INPUT DATA
******

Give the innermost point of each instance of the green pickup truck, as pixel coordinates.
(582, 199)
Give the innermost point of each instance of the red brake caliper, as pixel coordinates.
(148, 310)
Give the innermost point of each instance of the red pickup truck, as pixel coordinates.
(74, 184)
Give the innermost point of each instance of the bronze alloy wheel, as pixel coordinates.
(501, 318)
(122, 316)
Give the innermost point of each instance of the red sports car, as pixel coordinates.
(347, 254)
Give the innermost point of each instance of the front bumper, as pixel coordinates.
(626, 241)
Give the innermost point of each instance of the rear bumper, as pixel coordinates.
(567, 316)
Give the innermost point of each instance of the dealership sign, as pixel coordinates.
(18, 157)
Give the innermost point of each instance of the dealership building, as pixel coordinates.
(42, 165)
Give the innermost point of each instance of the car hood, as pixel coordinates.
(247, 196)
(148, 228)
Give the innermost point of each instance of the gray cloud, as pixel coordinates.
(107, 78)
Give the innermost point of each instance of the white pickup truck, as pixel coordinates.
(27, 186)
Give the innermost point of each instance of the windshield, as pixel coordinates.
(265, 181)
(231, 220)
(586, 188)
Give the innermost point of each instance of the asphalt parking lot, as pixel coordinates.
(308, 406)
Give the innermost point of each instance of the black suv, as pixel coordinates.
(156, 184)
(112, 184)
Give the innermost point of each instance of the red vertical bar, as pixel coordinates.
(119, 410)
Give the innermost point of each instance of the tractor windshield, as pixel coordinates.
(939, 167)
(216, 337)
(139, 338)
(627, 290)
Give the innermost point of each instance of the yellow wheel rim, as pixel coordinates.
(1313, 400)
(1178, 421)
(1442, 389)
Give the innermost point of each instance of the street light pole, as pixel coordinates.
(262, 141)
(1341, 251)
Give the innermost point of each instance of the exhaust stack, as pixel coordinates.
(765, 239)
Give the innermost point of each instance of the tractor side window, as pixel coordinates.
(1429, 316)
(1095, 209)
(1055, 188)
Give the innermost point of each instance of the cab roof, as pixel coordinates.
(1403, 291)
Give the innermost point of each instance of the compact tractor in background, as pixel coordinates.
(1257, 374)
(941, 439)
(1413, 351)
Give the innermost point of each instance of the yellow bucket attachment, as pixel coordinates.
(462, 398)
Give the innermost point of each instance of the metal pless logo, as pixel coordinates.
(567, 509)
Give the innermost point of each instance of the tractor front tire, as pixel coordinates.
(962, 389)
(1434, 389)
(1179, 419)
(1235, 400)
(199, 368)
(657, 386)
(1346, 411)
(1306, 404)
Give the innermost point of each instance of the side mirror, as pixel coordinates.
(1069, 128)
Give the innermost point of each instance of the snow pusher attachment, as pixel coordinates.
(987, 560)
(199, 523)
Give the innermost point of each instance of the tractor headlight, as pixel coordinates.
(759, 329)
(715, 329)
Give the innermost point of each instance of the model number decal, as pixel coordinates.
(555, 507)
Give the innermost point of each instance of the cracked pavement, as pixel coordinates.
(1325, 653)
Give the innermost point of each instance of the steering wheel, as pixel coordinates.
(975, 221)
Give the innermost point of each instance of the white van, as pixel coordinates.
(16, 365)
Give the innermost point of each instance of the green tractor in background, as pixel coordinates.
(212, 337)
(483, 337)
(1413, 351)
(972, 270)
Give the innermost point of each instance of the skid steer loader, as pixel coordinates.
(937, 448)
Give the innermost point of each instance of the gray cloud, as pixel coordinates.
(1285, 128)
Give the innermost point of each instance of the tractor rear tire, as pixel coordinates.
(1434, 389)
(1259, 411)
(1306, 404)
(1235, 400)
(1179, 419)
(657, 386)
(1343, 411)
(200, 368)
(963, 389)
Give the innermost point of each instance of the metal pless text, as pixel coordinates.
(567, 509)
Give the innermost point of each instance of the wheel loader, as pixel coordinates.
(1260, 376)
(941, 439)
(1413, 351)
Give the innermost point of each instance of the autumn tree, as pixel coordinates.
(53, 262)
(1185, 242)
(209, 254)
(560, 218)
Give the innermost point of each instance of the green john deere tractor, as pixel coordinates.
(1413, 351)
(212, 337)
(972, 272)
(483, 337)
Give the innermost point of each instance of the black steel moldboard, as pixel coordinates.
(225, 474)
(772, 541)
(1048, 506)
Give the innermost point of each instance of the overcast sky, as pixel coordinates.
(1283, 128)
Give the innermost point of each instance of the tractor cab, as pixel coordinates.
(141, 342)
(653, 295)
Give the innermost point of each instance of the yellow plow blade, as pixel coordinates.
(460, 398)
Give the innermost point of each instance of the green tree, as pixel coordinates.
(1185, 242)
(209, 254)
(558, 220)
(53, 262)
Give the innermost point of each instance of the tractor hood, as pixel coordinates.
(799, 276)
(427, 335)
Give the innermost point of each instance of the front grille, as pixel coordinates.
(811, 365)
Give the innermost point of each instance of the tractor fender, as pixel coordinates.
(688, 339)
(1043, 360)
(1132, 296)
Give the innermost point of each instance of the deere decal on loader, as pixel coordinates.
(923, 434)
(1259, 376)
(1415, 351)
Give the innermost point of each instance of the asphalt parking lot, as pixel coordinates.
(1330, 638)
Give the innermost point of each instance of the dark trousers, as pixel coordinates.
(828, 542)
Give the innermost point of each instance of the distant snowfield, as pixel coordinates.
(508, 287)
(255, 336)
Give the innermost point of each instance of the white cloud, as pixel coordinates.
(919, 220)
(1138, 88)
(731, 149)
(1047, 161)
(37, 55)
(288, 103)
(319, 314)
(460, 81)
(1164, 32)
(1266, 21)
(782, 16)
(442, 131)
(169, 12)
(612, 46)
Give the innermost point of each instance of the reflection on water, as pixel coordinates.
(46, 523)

******

AIM OF THE EXERCISE
When you reply, retype each line exactly as it appears above.

RESULT FOR THIS EXERCISE
Give the innermost point of each instance of the green pickup truck, as pixel coordinates.
(582, 199)
Give the innermost point of each instance of the red brake caliper, as pixel coordinates.
(148, 310)
Give the innermost point of each instance of the red pickup truck, as pixel coordinates.
(74, 184)
Give the innermost point of each instance of the bronze alloy wheel, as pixel coordinates.
(501, 318)
(122, 316)
Give the innermost point of each instance of the red sports car, as pixel coordinates.
(347, 254)
Give the innermost point of each instance of the front bumper, as pixel coordinates.
(626, 241)
Give the innermost point of each instance of the rear bumper, as pixel coordinates.
(567, 316)
Give the innermost point of each instance of the dealership sign, as pixel coordinates.
(18, 157)
Give the innermost point of each instance of the dealership building, as pixel coordinates.
(42, 165)
Give the innermost point of each instance of the car hood, as pixel coordinates.
(247, 196)
(148, 228)
Give the innermost point of each instance of the gray cloud, as pixel coordinates.
(107, 78)
Give the innermost point of each instance of the white pickup truck, as pixel coordinates.
(27, 186)
Give the innermost point of each instance of the windshield, as pixel coordinates.
(265, 181)
(231, 220)
(586, 188)
Give the innermost point of each instance of the asphalt parking lot, as pixel coordinates.
(308, 406)
Give the innermost point of each instance of the black suv, as pixel coordinates.
(156, 184)
(112, 184)
Give the innermost point of each instance of the red vertical bar, as pixel coordinates.
(119, 410)
Give the innermost point of each instance of the tractor windshield, as pixel coordinates.
(939, 167)
(216, 337)
(139, 338)
(627, 290)
Give the innermost point of each instance of the yellow wheel rim, as pixel coordinates.
(1313, 400)
(1178, 421)
(1442, 389)
Give the innermost point of each instance of the street light pole, as pixel coordinates.
(262, 141)
(1341, 251)
Give the innermost point of each instance of the exhaust stack, as pixel coordinates.
(765, 239)
Give the innermost point of each instance of the tractor side window, as pixel coordinates.
(1429, 316)
(1095, 209)
(1055, 188)
Give the innermost point of each instance of the cab roof, as pixel coordinates.
(1403, 291)
Give the innermost point of each instance of the compact tractor in background, as pixel coordinates.
(1257, 374)
(941, 439)
(1413, 351)
Give the innermost point of each instance of the yellow bucket attachment, as pixel coordinates.
(462, 398)
Give the innermost point of each instance of the metal pless logo, as pixel coordinates.
(567, 509)
Give the innermost point of each instance of the tractor front tire, as pixel coordinates.
(962, 389)
(1434, 389)
(1179, 419)
(1235, 400)
(199, 368)
(657, 386)
(1346, 411)
(1306, 404)
Give the innermost point of each instance of the side mirror, as pixel coordinates.
(1069, 128)
Give the innermost point of each instance of the snow pusher attachment, as pixel coordinates.
(987, 560)
(199, 523)
Give the innermost point of each instance of the tractor headlight, as pixel coordinates.
(759, 329)
(715, 329)
Give the innermost point of each instance of the model number decal, as pixel coordinates.
(555, 507)
Give the innermost point of each instance of the cracked pavement, as pixel coordinates.
(1325, 653)
Give the innermost point of each instance of the steering wheel, as pixel coordinates.
(975, 221)
Give the innermost point of each instance of the white van, as pixel coordinates.
(16, 365)
Give the innermost point of each instance of the green tractor in background, as pixel coordinates.
(212, 337)
(483, 337)
(1413, 351)
(972, 270)
Give the innermost point of each instance of the skid steer loader, as pixel coordinates.
(937, 448)
Give the innermost point of each instance of the gray cloud, as pixel coordinates.
(1285, 128)
Give the innermost point of each instance of the tractor rear tire, as pixel coordinates.
(1434, 389)
(1259, 411)
(1306, 404)
(1235, 400)
(1179, 419)
(657, 386)
(1343, 411)
(200, 368)
(963, 389)
Give the innermost point of each instance of the metal pless text, as pixel coordinates.
(567, 509)
Give the innermost point of each instance of the wheel loader, as pixel coordinates.
(1260, 376)
(941, 439)
(1413, 351)
Give the innermost point of each instance of the autumn tree, as pixel coordinates.
(53, 262)
(1185, 242)
(209, 254)
(560, 218)
Give the innermost point of each instance of the green john deere tractor, as pixel coordinates.
(1413, 351)
(212, 337)
(972, 272)
(483, 337)
Give the innermost point of each instance of the black steel moldboard, as pixel coordinates.
(225, 474)
(772, 541)
(1048, 506)
Give the innermost point of each instance of the overcast sky, as pixel coordinates.
(1283, 128)
Give the innermost point of each instance of the tractor cab, as pixel coordinates.
(141, 342)
(653, 295)
Give the innermost point of each instance of the yellow plow blade, as pixel coordinates.
(460, 398)
Give the innermost point of each instance of the green tree, as pixel coordinates.
(1185, 242)
(209, 254)
(558, 220)
(53, 262)
Give the innermost point of each instance of the tractor hood, as pixel coordinates.
(799, 276)
(427, 335)
Give the innermost point of each instance of the front grille, as pixel coordinates.
(811, 365)
Give the innermost point of each instance of the tractor fender, as pixel coordinates.
(688, 339)
(1043, 360)
(1132, 296)
Give the innermost point of each instance of the deere decal on loader, as pixel coordinates.
(923, 434)
(1259, 376)
(1415, 351)
Give the innermost point of each instance of the asphalt parking lot, as pixel coordinates.
(1330, 638)
Give the innermost point of each instance of the dark trousers, as pixel coordinates.
(828, 542)
Give the innermost point of each instance of the distant snowfield, as pixel coordinates.
(508, 287)
(255, 336)
Give the innermost point of each instance of the white cloud, as pixel coordinates.
(919, 220)
(1138, 88)
(731, 149)
(1047, 161)
(37, 55)
(288, 103)
(319, 314)
(460, 81)
(1164, 32)
(1266, 21)
(782, 16)
(442, 131)
(169, 12)
(612, 46)
Give the innermost point of each instance of the reflection on water, as pixel coordinates.
(46, 523)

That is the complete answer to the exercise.